Direction ▸ In all the records below, change every "Localize" to "Find" and leave everything else as it is. Don't include the pictures in your answer.
═══ Material to process ═══
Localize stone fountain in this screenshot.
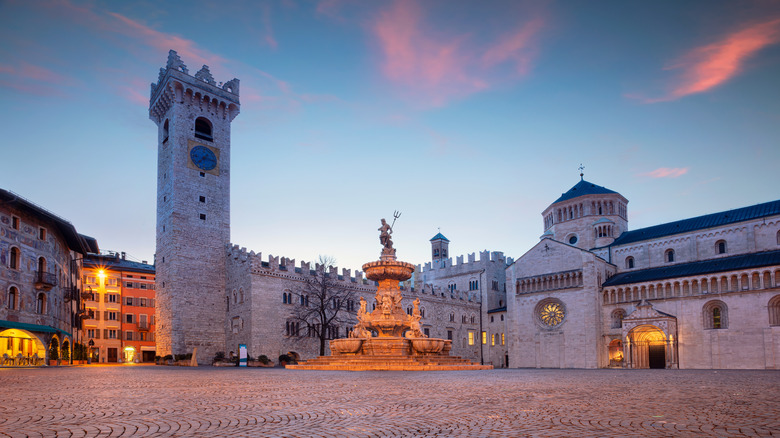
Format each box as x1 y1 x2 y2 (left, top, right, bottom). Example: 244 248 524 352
287 216 493 371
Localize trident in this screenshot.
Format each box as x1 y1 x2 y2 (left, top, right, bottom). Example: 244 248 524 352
390 210 401 229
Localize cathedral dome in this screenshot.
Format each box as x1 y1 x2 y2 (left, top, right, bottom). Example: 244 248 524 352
553 179 618 204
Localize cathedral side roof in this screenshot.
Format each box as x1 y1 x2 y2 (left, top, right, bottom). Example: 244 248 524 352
603 250 780 286
611 200 780 247
553 179 619 204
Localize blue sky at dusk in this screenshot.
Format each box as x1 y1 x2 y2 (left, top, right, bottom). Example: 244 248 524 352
0 0 780 269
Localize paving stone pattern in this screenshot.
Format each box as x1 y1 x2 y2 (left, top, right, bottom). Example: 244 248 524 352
0 366 780 437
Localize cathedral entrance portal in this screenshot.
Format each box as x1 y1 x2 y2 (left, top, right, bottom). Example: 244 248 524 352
626 325 669 369
647 344 666 369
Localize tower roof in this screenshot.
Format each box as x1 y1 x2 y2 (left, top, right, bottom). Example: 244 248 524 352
431 233 450 242
553 179 619 204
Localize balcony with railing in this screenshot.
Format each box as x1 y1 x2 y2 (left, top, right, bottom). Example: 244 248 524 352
35 271 57 290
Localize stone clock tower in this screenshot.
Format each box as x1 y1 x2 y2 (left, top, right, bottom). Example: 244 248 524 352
149 50 240 363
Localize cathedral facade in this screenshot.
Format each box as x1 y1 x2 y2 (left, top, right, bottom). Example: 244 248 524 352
506 179 780 369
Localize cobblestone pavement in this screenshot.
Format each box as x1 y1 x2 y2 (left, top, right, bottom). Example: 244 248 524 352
0 366 780 437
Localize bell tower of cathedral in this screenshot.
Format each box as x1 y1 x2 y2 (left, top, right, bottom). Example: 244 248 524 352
149 50 240 363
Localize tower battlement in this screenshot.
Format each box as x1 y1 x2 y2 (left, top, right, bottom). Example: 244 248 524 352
227 244 374 284
149 50 240 124
417 250 514 275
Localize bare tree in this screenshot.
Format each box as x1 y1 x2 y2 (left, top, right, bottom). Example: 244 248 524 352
287 255 355 356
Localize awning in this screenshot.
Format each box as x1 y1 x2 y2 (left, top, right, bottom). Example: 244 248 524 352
0 319 72 337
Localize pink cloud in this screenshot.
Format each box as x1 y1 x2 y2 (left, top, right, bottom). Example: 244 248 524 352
640 167 689 178
108 12 225 71
263 3 279 50
625 18 780 103
371 0 543 106
0 61 76 96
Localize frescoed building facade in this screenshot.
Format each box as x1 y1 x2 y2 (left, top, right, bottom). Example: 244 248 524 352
0 189 98 366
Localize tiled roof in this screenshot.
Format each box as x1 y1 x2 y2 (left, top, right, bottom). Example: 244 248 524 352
553 179 617 204
611 200 780 246
604 250 780 286
84 254 155 274
431 233 450 242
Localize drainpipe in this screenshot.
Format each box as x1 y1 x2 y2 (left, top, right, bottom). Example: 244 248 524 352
479 269 487 365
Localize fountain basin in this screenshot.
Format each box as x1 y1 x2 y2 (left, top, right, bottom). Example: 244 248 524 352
330 338 363 355
363 260 414 281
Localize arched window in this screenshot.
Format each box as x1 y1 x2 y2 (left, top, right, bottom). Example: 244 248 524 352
768 295 780 325
35 292 46 315
8 286 19 310
612 309 626 328
702 300 729 329
195 117 214 141
8 246 22 269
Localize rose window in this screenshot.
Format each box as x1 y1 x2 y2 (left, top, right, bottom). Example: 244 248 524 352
536 299 566 328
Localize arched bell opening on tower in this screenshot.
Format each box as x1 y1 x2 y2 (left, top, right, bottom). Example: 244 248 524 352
195 117 214 141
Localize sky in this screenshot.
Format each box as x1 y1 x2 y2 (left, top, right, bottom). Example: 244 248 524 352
0 0 780 270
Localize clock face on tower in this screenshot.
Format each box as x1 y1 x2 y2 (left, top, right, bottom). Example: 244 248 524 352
190 146 217 170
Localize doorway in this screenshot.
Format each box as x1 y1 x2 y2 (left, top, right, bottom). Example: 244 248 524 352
647 344 666 369
626 324 667 369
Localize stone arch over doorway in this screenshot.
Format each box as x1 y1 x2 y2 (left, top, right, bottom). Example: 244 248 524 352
622 300 679 368
626 324 668 369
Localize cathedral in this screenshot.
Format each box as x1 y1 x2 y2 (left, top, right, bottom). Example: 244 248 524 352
149 51 780 368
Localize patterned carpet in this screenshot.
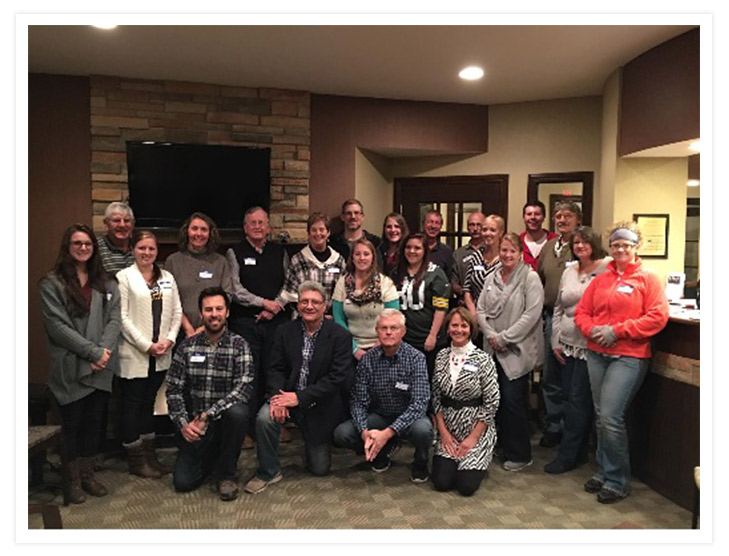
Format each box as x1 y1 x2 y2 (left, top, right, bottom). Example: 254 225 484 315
29 431 691 529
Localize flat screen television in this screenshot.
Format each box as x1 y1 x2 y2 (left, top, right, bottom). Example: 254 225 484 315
127 141 271 229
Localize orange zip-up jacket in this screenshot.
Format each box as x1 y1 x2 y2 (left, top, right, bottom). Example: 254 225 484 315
575 257 668 358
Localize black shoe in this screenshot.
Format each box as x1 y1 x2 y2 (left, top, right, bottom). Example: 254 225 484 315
544 458 577 475
585 477 605 494
410 463 430 483
539 432 562 448
597 487 630 504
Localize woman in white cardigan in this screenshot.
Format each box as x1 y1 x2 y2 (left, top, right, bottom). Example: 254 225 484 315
116 231 182 479
477 233 544 471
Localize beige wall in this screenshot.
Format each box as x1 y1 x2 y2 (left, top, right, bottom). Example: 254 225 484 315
380 97 602 231
614 158 688 283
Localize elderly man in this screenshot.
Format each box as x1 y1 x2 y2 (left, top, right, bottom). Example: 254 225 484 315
166 287 253 501
537 201 582 448
245 280 354 494
226 207 289 448
334 309 433 483
423 210 453 278
329 199 382 267
97 202 134 276
450 212 486 299
519 201 557 270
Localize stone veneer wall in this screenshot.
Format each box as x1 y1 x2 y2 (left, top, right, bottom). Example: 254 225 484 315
═══
Exercise answer ▸
Find stone fountain in this screenshot.
Format each box as x1 y1 x2 y2 (left, top, right, bottom). Example: 244 248 524 352
287 216 493 371
Find trident in this screenshot.
Format each box as x1 y1 x2 y2 (left, top, right, bottom). Example: 244 248 524 352
390 210 401 229
Find cathedral dome in this screenshot.
Format each box as x1 y1 x2 y2 (left, top, right, bottom). Example: 244 248 524 352
553 179 618 204
Find cathedral side roof in this screenshot.
Format each box as x1 y1 x2 y2 (left, top, right, bottom). Example: 244 248 524 352
603 250 780 286
611 200 780 247
553 179 619 204
Find blue sky at dusk in this screenshot.
Format each box as x1 y1 x2 y2 (left, top, right, bottom). Example: 244 248 524 352
0 0 780 269
Find paving stone pattern in this screenshot.
Format each box as x1 y1 x2 y2 (left, top, right, bottom). Example: 244 248 524 352
0 366 780 437
Find cathedral entrance portal in this screenshot.
Format each box as x1 y1 x2 y2 (left, top, right, bottom). Example: 244 248 524 352
626 325 669 369
647 344 666 369
Find tower roof in this screenshot.
Format each box as x1 y1 x2 y2 (left, top, right, bottom). Example: 244 248 524 352
431 233 450 242
553 179 619 204
Find balcony with railing in this screenshot.
Format each box as x1 y1 x2 y2 (left, top, right, bottom). Example: 244 248 524 352
35 271 57 290
Find stone clock tower in this screenshot.
Format each box as x1 y1 x2 y2 (left, top, right, bottom). Example: 244 248 524 352
149 50 240 363
Find cathedral facade in this screenshot.
Format each box as x1 y1 x2 y2 (left, top, right, bottom). Example: 244 248 524 352
506 179 780 369
Find cobblestone pavement in this screenshot.
Format each box as x1 y1 x2 y2 (left, top, right, bottom). Example: 244 248 524 352
0 366 780 437
Find bell tower of cathedral in this screenshot.
Format each box as x1 y1 x2 y2 (left, top, right, bottom). Example: 244 248 524 352
149 50 240 363
Find tower battlement in this screenshot.
Format each box as x1 y1 x2 y2 (left, top, right, bottom). Example: 244 248 524 352
227 244 374 284
149 50 240 124
417 250 514 275
Find bare tree in this screenshot.
Format each box as x1 y1 x2 y2 (left, top, right, bottom). Example: 244 248 524 352
287 255 355 356
Find awning in this screenshot.
Format each box as x1 y1 x2 y2 (left, top, right, bottom). Example: 244 248 524 352
0 319 72 337
Find pink cloud in this screenshot.
Format each box as x1 y1 x2 y2 (left, top, right, bottom). Example: 244 248 524 352
640 167 689 178
108 12 225 71
263 3 279 50
625 18 780 103
371 0 543 106
0 61 76 96
Find frescoed building facade in this screenshot.
Format each box as x1 y1 x2 y2 (left, top, right, bottom). Example: 244 248 524 352
0 189 98 366
Find tiled roof in this screenshot.
Format each box as x1 y1 x2 y2 (left, top, right, bottom). Example: 244 248 524 352
553 179 617 204
611 200 780 246
604 250 780 286
84 254 155 274
431 233 450 242
Find drainpipe in this screenshot.
Format each box as x1 y1 x2 y2 (left, top, right, bottom). Example: 244 248 524 352
479 269 487 365
Find fountain basin in this screenshot.
Format each box as x1 y1 x2 y2 (left, top, right, bottom). Example: 244 248 524 352
330 338 363 355
363 260 414 281
Find arched window in this screenshot.
Format each box as x1 y1 x2 y2 (left, top, right, bottom). Example: 244 248 524 352
768 295 780 325
35 292 46 315
8 286 19 310
612 309 626 328
702 300 729 329
195 117 214 141
8 246 22 269
Find rose window in this screenshot.
Format each box as x1 y1 x2 y2 (left, top, right, bottom). Example: 244 248 524 352
536 299 566 328
Find arched bell opening on tower in this screenshot.
Format each box as x1 y1 x2 y2 (left, top, right, bottom). Example: 244 248 524 352
195 117 214 141
Find sky in this screenshot.
Format each box as x1 y1 x2 y2 (left, top, right, bottom). Example: 244 248 524 352
0 0 780 270
Find clock face on tower in this screenshot.
Format each box as x1 y1 x2 y2 (left, top, right, bottom). Example: 244 248 524 352
190 146 217 170
Find doorway in this screenshot.
Format each box as x1 y1 x2 y2 (left, top, right, bottom). Example: 244 248 524 352
647 344 666 369
626 324 667 369
Find stone arch over doorway in this screenshot.
Format each box as x1 y1 x2 y2 (left, top, right, bottom). Example: 244 248 524 352
622 300 679 368
626 324 668 369
Find cathedral in this screenshot.
Format each box as x1 y1 x2 y2 (left, top, right, bottom). Example: 244 248 524 352
149 51 780 368
Find patterned carpet in this screenshot.
Format each box as x1 y1 x2 y2 (left, top, right, bottom). Example: 254 225 484 315
29 431 691 529
Find flat screen television in this screenshot.
Format each box as x1 y1 x2 y2 (left, top, right, bottom). Example: 254 225 484 315
127 141 271 229
Find orange zip-up jacket in this screenshot.
Format each box as x1 y1 x2 y2 (left, top, right, bottom). Example: 254 225 484 315
575 257 668 358
Find black shoe in this screenshot.
Format each box as x1 y1 x2 y2 (left, top, right, bottom). Example: 254 225 484 315
544 458 577 475
585 477 605 494
410 463 430 483
539 432 562 448
597 487 630 504
Find woman in white cardigan in this screenshot.
Format each box as x1 y1 x2 y2 (left, top, right, bottom). Example: 254 225 484 315
116 231 182 479
477 233 544 471
Find beige wall in this screenshot.
Format each box as x1 y1 x2 y2 (left, top, right, bottom). Example: 254 225 484 315
380 97 602 231
614 158 688 283
Find elderly man in this screenshot.
Format each box as x1 y1 x2 y2 (left, top, right, bottom). Example: 254 225 484 315
166 287 253 501
537 201 582 448
245 280 354 494
226 207 289 448
334 309 433 483
423 210 453 278
329 199 382 267
97 202 134 276
450 212 486 299
519 201 557 270
Find stone veneer wall in this screenshot.
Format each box as x1 y1 x2 y2 (left, top, right, bottom). Example: 254 225 484 315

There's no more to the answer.